Problem details :: From the first line to the last, give the records again exactly.

Entries shown ::
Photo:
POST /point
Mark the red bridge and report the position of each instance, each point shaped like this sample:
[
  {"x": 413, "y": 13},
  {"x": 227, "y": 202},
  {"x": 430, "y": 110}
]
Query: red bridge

Output of the exercise ::
Photo:
POST /point
Mark the red bridge and report the position of each instance, each point shaped like this sample:
[
  {"x": 413, "y": 13},
  {"x": 227, "y": 202},
  {"x": 430, "y": 110}
]
Query: red bridge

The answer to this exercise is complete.